[Region labeling records]
········

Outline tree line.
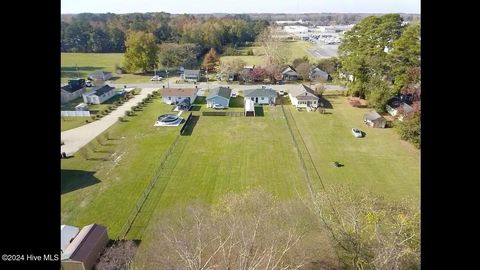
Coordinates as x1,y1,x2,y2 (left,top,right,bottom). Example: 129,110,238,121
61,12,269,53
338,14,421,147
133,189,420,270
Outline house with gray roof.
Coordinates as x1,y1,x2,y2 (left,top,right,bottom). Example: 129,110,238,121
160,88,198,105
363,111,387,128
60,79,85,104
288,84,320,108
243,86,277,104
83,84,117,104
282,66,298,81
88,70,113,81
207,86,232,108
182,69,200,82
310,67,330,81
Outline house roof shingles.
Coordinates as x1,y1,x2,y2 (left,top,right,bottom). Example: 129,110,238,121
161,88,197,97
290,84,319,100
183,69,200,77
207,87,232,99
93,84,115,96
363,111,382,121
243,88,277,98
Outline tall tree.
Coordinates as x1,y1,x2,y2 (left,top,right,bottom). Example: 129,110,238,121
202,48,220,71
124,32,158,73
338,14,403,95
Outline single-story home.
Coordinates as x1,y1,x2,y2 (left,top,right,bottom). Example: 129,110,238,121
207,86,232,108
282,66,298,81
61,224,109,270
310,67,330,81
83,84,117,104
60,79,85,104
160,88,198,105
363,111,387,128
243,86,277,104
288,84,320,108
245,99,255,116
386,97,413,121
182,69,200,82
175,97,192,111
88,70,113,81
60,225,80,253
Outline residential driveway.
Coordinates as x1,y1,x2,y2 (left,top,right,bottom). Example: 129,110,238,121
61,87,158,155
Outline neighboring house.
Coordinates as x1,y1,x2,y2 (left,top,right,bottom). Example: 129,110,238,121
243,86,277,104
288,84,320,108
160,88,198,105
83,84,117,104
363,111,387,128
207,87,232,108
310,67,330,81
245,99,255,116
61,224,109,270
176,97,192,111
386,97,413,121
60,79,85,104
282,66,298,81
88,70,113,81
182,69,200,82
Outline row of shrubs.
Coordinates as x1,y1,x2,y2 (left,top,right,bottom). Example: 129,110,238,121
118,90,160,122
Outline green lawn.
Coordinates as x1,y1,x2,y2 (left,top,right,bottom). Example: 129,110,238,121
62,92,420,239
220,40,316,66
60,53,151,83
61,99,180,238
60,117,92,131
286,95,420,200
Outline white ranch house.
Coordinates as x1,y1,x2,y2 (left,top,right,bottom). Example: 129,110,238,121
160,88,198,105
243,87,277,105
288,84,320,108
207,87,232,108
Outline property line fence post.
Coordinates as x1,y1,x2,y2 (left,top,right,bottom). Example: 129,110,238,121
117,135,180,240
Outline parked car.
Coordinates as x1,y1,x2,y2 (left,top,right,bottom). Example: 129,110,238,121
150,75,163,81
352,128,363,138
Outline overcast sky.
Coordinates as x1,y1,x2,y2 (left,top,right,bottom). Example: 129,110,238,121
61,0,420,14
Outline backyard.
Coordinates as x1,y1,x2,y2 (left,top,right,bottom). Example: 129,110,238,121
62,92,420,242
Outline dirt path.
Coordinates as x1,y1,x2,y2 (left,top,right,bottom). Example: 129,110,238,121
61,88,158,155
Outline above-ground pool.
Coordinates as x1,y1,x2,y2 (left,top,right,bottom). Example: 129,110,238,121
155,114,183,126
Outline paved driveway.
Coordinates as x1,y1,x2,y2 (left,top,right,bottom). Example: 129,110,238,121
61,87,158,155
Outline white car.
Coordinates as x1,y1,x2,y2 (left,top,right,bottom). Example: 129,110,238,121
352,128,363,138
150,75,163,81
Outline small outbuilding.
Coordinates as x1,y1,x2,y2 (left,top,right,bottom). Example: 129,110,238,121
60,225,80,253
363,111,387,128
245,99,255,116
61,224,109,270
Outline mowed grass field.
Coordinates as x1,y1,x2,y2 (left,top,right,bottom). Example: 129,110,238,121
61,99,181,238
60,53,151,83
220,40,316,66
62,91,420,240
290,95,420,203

········

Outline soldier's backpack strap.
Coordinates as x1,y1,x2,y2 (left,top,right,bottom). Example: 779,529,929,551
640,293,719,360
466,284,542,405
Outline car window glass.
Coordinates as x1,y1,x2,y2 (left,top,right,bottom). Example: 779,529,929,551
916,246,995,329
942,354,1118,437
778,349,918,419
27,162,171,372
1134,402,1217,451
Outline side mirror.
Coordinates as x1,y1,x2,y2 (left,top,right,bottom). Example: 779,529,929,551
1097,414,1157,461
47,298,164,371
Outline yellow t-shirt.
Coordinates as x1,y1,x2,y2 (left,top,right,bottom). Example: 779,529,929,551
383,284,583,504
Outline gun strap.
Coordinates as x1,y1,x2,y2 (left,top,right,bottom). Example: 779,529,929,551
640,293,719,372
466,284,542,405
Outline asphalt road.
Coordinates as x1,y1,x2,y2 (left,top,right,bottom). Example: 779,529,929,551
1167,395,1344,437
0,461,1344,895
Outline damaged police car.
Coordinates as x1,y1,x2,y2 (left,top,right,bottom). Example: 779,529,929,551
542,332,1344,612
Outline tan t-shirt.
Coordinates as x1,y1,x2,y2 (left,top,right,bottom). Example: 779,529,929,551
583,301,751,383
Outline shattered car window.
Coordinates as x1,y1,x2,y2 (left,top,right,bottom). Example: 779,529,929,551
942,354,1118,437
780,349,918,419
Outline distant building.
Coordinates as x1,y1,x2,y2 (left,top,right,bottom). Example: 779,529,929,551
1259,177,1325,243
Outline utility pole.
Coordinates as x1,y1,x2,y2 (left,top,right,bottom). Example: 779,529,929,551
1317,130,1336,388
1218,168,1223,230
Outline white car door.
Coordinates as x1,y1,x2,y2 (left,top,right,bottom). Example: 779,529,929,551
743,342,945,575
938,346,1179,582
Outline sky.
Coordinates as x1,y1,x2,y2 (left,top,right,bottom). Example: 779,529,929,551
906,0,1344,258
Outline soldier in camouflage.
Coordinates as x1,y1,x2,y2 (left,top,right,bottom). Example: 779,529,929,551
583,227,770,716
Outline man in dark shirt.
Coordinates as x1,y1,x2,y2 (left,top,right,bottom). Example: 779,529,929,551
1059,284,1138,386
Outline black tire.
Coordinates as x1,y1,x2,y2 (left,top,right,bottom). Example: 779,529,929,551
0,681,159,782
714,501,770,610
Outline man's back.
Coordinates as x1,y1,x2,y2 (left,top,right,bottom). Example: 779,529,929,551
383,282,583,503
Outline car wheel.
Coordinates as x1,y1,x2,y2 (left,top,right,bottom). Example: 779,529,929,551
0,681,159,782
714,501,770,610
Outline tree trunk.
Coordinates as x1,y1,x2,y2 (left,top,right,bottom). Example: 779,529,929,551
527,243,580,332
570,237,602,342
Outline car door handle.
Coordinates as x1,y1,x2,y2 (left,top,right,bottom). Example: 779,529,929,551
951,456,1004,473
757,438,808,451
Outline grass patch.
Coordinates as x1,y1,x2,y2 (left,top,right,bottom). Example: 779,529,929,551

········

_EXERCISE_
Update the lines that begin at the one containing "Outline backyard." and stop after the one containing "61,88,158,155": write them out again with "dirt path" changed to "gravel path" and everything else left the same.

_EXERCISE SOLUTION_
Outline backyard.
Coordinates as x1,y1,x2,y2 (left,top,right,bottom). Example: 129,110,238,121
62,92,420,242
Outline gravel path.
Coordinates as x1,y1,x2,y2 (left,top,right,bottom). Example: 129,110,238,121
61,88,158,155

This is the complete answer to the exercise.